- [Task to complete]: Copy every entry. Do not alter a single word.

- [Dataset content]:
::::

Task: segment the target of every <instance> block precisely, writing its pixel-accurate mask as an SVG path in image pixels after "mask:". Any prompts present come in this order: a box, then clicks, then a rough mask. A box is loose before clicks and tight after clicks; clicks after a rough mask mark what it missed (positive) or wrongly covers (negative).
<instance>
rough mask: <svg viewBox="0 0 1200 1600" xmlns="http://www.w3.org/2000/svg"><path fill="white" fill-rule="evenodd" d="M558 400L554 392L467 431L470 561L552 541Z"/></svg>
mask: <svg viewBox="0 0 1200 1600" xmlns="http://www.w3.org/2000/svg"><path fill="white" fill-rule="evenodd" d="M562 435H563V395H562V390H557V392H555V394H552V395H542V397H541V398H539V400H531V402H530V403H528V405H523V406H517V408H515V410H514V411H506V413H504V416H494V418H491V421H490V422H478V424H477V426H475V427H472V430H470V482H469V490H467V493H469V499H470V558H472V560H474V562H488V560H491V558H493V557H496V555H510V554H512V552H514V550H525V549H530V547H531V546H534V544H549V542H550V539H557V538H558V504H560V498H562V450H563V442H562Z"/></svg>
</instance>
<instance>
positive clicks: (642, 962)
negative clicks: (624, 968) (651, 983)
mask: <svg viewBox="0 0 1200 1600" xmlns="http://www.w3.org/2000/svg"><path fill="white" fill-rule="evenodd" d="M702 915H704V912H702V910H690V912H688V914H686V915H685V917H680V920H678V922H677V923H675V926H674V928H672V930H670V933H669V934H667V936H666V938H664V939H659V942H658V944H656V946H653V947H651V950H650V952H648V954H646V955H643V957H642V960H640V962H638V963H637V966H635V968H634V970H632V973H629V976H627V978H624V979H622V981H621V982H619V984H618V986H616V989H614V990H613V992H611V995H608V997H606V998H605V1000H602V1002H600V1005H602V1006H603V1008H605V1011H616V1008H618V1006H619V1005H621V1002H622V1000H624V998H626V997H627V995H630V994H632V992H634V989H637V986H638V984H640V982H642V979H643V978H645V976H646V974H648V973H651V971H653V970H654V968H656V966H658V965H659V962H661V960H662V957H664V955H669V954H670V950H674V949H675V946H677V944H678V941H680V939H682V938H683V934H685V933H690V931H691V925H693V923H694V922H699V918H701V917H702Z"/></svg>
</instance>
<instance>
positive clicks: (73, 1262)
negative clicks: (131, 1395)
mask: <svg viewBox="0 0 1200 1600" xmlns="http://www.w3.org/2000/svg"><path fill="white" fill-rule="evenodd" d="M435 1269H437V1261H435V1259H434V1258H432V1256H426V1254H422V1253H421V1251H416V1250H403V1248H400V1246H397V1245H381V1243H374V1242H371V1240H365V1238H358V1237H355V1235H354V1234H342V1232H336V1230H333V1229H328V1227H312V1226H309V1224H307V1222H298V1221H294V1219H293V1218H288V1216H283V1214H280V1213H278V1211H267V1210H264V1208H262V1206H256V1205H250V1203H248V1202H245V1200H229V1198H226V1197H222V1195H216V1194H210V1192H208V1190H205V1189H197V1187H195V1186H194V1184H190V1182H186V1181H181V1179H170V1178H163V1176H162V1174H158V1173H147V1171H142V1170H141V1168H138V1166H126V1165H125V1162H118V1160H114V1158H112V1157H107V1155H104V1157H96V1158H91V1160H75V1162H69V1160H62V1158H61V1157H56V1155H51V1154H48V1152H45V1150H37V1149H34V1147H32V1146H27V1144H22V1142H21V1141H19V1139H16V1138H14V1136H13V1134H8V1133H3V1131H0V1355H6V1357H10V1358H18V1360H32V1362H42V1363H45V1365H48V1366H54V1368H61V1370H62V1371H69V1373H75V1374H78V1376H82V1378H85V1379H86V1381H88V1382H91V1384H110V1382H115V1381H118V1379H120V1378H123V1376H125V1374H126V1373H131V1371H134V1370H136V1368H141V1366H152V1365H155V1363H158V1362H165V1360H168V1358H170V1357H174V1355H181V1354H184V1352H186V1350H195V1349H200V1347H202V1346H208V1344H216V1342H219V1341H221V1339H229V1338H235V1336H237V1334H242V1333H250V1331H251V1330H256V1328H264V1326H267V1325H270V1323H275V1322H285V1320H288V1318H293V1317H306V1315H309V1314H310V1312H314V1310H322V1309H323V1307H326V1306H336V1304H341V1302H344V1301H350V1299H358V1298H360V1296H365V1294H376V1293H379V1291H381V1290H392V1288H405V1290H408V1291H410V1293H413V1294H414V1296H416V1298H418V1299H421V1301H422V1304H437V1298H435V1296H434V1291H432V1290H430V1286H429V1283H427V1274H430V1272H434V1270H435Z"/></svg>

::::

- [Solution to this exercise]:
Task: segment the target of every <instance> block precisely, writing its pixel-accurate mask as an SVG path in image pixels after "mask:". Any prompts present come in this order: a box, then clicks, then a rough mask. A box is loose before clicks and tight after clicks; clicks after a rough mask mark what it missed (positive) or wrongly covers (negative).
<instance>
rough mask: <svg viewBox="0 0 1200 1600" xmlns="http://www.w3.org/2000/svg"><path fill="white" fill-rule="evenodd" d="M558 400L554 392L467 431L470 561L552 541Z"/></svg>
mask: <svg viewBox="0 0 1200 1600" xmlns="http://www.w3.org/2000/svg"><path fill="white" fill-rule="evenodd" d="M562 435H563V395H562V390H557V392H555V394H552V395H542V397H541V398H539V400H531V402H530V403H528V405H523V406H517V408H515V410H514V411H506V413H504V416H494V418H491V421H490V422H478V424H477V426H475V427H472V430H470V482H469V490H467V493H469V499H470V558H472V560H474V562H488V560H491V558H493V557H496V555H510V554H512V552H514V550H525V549H530V547H531V546H534V544H549V542H550V539H557V538H558V504H560V498H562V450H563V442H562Z"/></svg>
</instance>
<instance>
positive clicks: (642, 962)
negative clicks: (624, 968) (651, 983)
mask: <svg viewBox="0 0 1200 1600" xmlns="http://www.w3.org/2000/svg"><path fill="white" fill-rule="evenodd" d="M702 915H704V912H702V910H690V912H688V914H686V915H685V917H680V920H678V922H677V923H675V926H674V928H672V930H670V933H669V934H667V936H666V938H664V939H659V942H658V944H656V946H653V947H651V950H650V952H648V954H646V955H643V957H642V960H640V962H638V963H637V966H635V968H634V970H632V973H629V976H627V978H624V979H622V981H621V982H619V984H618V986H616V989H614V990H613V992H611V995H608V997H606V998H605V1000H602V1002H600V1005H602V1006H603V1008H605V1011H616V1008H618V1006H619V1005H621V1002H622V1000H624V998H626V997H627V995H630V994H632V992H634V989H637V986H638V984H640V982H642V979H643V978H645V976H646V974H648V973H651V971H653V970H654V968H656V966H658V965H659V962H661V960H662V957H664V955H669V954H670V950H674V949H675V946H677V944H678V941H680V939H682V938H683V934H685V933H690V931H691V925H693V923H694V922H699V918H701V917H702Z"/></svg>
</instance>
<instance>
positive clicks: (73, 1262)
negative clicks: (131, 1395)
mask: <svg viewBox="0 0 1200 1600" xmlns="http://www.w3.org/2000/svg"><path fill="white" fill-rule="evenodd" d="M435 1269H437V1261H435V1259H434V1258H432V1256H426V1254H422V1253H421V1251H416V1250H403V1248H400V1246H397V1245H381V1243H374V1242H371V1240H365V1238H358V1237H355V1235H354V1234H342V1232H336V1230H333V1229H328V1227H312V1226H309V1224H307V1222H298V1221H294V1219H293V1218H288V1216H283V1214H280V1213H278V1211H267V1210H264V1208H262V1206H256V1205H250V1203H248V1202H245V1200H229V1198H226V1197H222V1195H216V1194H210V1192H208V1190H205V1189H197V1187H195V1186H194V1184H190V1182H186V1181H181V1179H170V1178H163V1176H162V1174H158V1173H147V1171H142V1170H141V1168H138V1166H126V1165H125V1162H118V1160H114V1158H112V1157H107V1155H104V1157H96V1158H91V1160H75V1162H69V1160H62V1158H61V1157H56V1155H51V1154H48V1152H45V1150H37V1149H34V1147H32V1146H27V1144H22V1142H21V1141H19V1139H16V1138H14V1136H13V1134H8V1133H3V1131H0V1355H6V1357H10V1358H18V1360H32V1362H42V1363H45V1365H48V1366H54V1368H61V1370H62V1371H69V1373H75V1374H78V1376H82V1378H85V1379H86V1381H88V1382H91V1384H110V1382H115V1381H118V1379H120V1378H123V1376H125V1374H126V1373H131V1371H134V1370H136V1368H141V1366H152V1365H155V1363H158V1362H165V1360H168V1358H170V1357H174V1355H181V1354H184V1352H186V1350H195V1349H200V1347H202V1346H208V1344H216V1342H219V1341H221V1339H229V1338H235V1336H237V1334H242V1333H250V1331H251V1330H256V1328H264V1326H267V1325H270V1323H275V1322H285V1320H288V1318H293V1317H306V1315H309V1314H310V1312H314V1310H322V1309H323V1307H326V1306H336V1304H341V1302H344V1301H350V1299H358V1298H360V1296H365V1294H376V1293H379V1291H381V1290H392V1288H405V1290H408V1291H410V1293H413V1294H414V1296H416V1298H418V1299H421V1301H422V1304H437V1298H435V1296H434V1291H432V1290H430V1286H429V1283H427V1274H430V1272H434V1270H435Z"/></svg>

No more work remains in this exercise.